== DATA FOR REVIEW
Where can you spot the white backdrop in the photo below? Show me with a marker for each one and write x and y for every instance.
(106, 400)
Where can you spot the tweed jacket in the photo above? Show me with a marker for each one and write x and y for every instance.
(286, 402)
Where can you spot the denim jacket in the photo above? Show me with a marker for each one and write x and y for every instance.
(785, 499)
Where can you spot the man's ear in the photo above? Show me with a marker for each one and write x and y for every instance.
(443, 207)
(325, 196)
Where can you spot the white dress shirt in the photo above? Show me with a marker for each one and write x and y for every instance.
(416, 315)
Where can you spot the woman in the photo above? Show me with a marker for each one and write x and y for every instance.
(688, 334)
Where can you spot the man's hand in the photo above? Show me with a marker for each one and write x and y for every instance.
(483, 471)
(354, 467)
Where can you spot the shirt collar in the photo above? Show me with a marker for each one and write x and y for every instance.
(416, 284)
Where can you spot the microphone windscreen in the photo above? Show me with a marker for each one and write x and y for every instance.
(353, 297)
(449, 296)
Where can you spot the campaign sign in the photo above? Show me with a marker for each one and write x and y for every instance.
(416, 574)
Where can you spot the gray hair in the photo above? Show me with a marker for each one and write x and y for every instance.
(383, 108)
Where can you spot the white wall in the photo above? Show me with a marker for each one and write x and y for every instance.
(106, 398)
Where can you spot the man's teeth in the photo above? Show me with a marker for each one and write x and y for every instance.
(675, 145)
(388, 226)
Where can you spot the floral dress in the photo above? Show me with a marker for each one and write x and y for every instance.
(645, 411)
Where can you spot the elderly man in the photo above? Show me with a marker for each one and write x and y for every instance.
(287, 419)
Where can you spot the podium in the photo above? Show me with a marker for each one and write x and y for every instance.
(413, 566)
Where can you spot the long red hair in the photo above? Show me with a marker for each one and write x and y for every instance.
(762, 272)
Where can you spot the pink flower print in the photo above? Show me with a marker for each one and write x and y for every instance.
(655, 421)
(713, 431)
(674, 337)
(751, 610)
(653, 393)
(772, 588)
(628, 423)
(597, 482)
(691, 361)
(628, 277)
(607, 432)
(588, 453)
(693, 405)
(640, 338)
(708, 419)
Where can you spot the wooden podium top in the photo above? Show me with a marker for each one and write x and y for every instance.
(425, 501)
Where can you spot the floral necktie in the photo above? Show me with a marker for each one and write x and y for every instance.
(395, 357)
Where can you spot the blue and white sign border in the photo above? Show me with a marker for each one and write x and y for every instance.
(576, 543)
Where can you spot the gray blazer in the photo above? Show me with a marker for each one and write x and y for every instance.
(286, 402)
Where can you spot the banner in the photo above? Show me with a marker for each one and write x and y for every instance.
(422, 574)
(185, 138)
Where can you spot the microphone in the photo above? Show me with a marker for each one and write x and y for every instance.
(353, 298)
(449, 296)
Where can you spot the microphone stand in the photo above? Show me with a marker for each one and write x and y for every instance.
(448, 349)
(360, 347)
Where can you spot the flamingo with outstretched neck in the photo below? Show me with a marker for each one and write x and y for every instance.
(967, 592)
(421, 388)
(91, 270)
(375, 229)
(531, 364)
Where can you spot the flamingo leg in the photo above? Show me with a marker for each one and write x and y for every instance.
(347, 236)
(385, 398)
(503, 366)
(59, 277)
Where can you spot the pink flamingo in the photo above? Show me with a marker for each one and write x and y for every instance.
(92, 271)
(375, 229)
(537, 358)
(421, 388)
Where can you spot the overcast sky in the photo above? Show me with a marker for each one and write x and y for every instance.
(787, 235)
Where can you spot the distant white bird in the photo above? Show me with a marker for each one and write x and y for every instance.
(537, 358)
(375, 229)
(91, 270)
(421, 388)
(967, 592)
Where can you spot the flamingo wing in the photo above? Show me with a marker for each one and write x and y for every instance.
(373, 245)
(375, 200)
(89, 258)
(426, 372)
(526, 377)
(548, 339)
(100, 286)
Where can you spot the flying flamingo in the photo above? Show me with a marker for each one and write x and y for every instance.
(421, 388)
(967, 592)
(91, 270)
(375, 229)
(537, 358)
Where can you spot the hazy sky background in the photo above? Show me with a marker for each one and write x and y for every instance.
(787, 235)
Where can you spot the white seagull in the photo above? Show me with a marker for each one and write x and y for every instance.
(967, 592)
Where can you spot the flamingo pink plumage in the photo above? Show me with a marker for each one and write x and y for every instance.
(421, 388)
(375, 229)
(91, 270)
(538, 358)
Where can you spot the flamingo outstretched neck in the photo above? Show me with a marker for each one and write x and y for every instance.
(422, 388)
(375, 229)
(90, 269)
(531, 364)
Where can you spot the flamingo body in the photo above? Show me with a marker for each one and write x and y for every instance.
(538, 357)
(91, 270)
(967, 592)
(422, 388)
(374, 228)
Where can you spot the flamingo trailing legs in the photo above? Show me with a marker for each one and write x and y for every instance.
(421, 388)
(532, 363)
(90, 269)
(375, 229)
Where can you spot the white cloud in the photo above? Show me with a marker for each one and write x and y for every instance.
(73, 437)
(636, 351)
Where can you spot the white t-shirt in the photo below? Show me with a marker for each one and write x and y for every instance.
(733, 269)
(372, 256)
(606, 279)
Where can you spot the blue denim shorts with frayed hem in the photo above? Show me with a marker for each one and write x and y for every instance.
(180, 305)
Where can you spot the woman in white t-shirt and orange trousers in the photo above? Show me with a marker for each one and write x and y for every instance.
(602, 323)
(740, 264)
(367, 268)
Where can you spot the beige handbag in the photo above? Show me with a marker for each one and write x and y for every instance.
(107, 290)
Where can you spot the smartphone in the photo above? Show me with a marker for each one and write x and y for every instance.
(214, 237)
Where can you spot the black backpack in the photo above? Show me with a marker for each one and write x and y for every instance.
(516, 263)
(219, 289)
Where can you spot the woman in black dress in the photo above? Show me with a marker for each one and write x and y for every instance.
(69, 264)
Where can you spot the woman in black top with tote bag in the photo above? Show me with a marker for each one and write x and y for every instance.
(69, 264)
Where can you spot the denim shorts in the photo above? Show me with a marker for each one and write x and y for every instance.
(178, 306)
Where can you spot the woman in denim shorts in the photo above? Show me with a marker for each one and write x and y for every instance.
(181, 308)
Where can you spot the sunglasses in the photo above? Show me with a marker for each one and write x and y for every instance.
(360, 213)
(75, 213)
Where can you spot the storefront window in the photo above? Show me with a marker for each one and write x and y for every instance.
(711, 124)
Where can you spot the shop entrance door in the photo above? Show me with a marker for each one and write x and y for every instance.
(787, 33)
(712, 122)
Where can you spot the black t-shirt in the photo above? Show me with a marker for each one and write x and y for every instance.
====
#### REQUIRED ACTION:
Everything in the listing should be transcribed exactly.

#### ANSWER SPACE:
Where can you spot the white backdrop in the photo below? Show me with a marker for each one and write x and y for every instance.
(106, 400)
Where can you spot the tweed jacket in the photo above? Show me with a marker for each one and write x and y for every instance.
(286, 402)
Where can you spot the denim jacket in the photo above? Show me with a marker for each one and write x and y for every instance.
(785, 499)
Where can you spot the man's ear in the photo above? Show me with a marker for each one and write x and y for every instance.
(443, 207)
(325, 196)
Where can you spot the white dress shirt in the photo above? Show me with a marker for each one and write x and y for every instance.
(416, 315)
Where can you spot the woman in the photo above? Show me with a marker for each one and write x and y for every instance.
(688, 334)
Where can you spot the man's hand in the photo above? Show me with a marker for each one and write x and y for every instance.
(483, 471)
(354, 467)
Where can you spot the shirt collar in the photo above? Show me with a marker for each one and write x and y for every instance.
(416, 284)
Where can you spot the microphone windscreen in the photo above? Show me with a marker for each one and write x and y for every instance.
(353, 297)
(449, 296)
Where can you spot the campaign sign in the photo above? Show me with a marker for each one and write x and y for every instance.
(416, 574)
Where can you spot the gray hair in the photo above? Show me with a marker for each one and write x and y for every instance.
(383, 108)
Where can you spot the white wall in the photo above? Show me with a marker for each one and write x and y for every instance.
(106, 398)
Where can you spot the man's teeth in the photo above? Show me with a marker for each one and write x and y for every instance.
(675, 145)
(388, 226)
Where can you spot the floral dress in the photo above? Show me with a marker for each one and write x and y for every instance.
(645, 411)
Where can you spot the elderly man in the photo above? Show me with a marker for each one and write x and y for every instance.
(287, 419)
Where can you spot the podium in the photo above? Show me with a marker for each one and write x and y for every instance.
(413, 566)
Where can you spot the long red hair in the photo above? Show me with a marker for each one and write x and y for every instance.
(762, 272)
Where can you spot the pink flower print in the photo above? Show me with a marker for each one and write x and y for every instance.
(655, 421)
(713, 431)
(674, 337)
(751, 610)
(653, 393)
(772, 588)
(628, 423)
(597, 482)
(691, 361)
(628, 277)
(607, 432)
(588, 453)
(693, 405)
(640, 338)
(708, 419)
Where can you spot the wooden podium top in the photo above? Show me with a marker for each one and write x and y for every instance.
(425, 501)
Where can you spot the floral necktie in the photo above? Show me with a marker for each one and write x and y for every instance.
(395, 357)
Where can you spot the blue and white sign border in the photo above? Show me with a marker for each one and write x and y for every instance.
(576, 543)
Where can you spot the gray blazer in the photo above? Show me with a marker for each one and write x and y for every instance.
(286, 402)
Where can you spot the banner in the photo above? Show me with a marker for each one and write x and y for every instance.
(422, 574)
(185, 138)
Where can you spot the microphone in the photo above? Show me with a marker for each one and write x and y for every instance.
(353, 298)
(449, 296)
Where can you spot the microphone stand in the photo above? Show me with a marker for each one and write x and y for every instance.
(448, 349)
(360, 347)
Where can you spot the flamingo with outstretched neck in the photo below? Show me with a marker for each one and write x and y for every instance.
(967, 592)
(421, 388)
(91, 270)
(375, 229)
(531, 364)
Where can you spot the flamingo leg in the photo above? Show me with a marker for each one and write x and y for every instance.
(347, 236)
(385, 398)
(503, 366)
(59, 277)
Where can you spot the pink flamingo in the photo above? Show me with a marker for each one and write x and y for every instance.
(92, 271)
(375, 229)
(537, 358)
(421, 388)
Where can you spot the overcast sky in the photo above? Show me with a marker for each one and write x and y for every instance.
(787, 235)
Where can you spot the distant white bird in the photo above? Show me with a marker for each one and write x and y for every instance.
(537, 358)
(375, 229)
(91, 270)
(421, 388)
(967, 592)
Where can you spot the flamingo wing in the photo above? Show me with a marker for each one and write x and y for every instance.
(373, 245)
(375, 200)
(89, 258)
(426, 372)
(526, 377)
(548, 339)
(100, 286)
Where can you spot the flying flamingo in the photo above? Show me with a marker for each one and write x and y for every instance.
(421, 388)
(967, 592)
(91, 270)
(375, 229)
(537, 358)
Where can you spot the hazy sky background in the photo above? Show me with a marker for each one and write x and y for every instance.
(787, 235)
Where can you spot the white seagull in the photo above? Show me with a marker for each one and write x and y for every instance.
(967, 592)
Where can you spot the flamingo pink plumage in the photo above? Show me with a marker for each one and write x and y for every instance.
(421, 388)
(375, 229)
(91, 270)
(538, 358)
Where can you spot the flamingo outstretched neck in the photo above? Show me with a marker for each one and write x and y for every instance.
(422, 388)
(375, 229)
(90, 269)
(531, 364)
Where can you spot the flamingo body in the photo above? Show me with a marker for each one and write x and y for every instance.
(538, 357)
(91, 270)
(967, 592)
(422, 388)
(374, 228)
Where can you spot the flamingo trailing legs in the photo above? Show me with a marker for each one and write x and y for every instance.
(421, 388)
(532, 363)
(90, 269)
(375, 229)
Where can you spot the white cloud in the photo above? Show me with a marker for each one and write x and y for every instance.
(73, 437)
(636, 351)
Where can you spot the white t-shirt in the photo below? Show me with a marker for each one and write x and y for every instance.
(733, 269)
(372, 256)
(606, 279)
Where can you spot the blue denim shorts with frayed hem in the photo above? Show me with a marker for each one and write x and y for every instance.
(180, 305)
Where can you spot the woman in white t-shirt and orange trousers in the photo above? Show me with a marker for each one and write x and y for every instance.
(602, 323)
(740, 264)
(367, 268)
Where can you spot the beige handbag in the photo above? Show me with a marker for each one and write x and y for every instance.
(107, 290)
Where can you spot the smartphone in the photo above? Show me with a marker for each one and write x and y for every instance.
(214, 237)
Where can you spot the black backpack in the photo above? Show me with a marker for each one and write x and y for every instance.
(516, 263)
(219, 289)
Where can you spot the woman in black dress in the photo above? Show me with a marker for each one and write x and y for every instance.
(69, 264)
Where can you spot the woman in black top with tote bag in the photo above? Show me with a marker for each one and write x and y for every instance.
(69, 264)
Where can you spot the denim shorts in the photo above? Show me with a marker for each one and write x and y for every instance.
(178, 306)
Where can you spot the woman in denim shorts in the photo above? Show me with a marker for each one and write x and y for every instance.
(181, 308)
Where can you spot the sunglasses in the photo above? Show me with a marker for each one and write x and y for every instance.
(360, 213)
(75, 213)
Where can you spot the storefront window in the photo above? Show me with a marker for each one and write x and y for every instance.
(711, 124)
Where can you spot the shop entrance door in the photo above? Show me with a marker for each one and write x and y for every instance.
(787, 33)
(712, 122)
Where can you spot the black t-shirt in the photo above? Show me with a marker for each one and write x and y for every instance.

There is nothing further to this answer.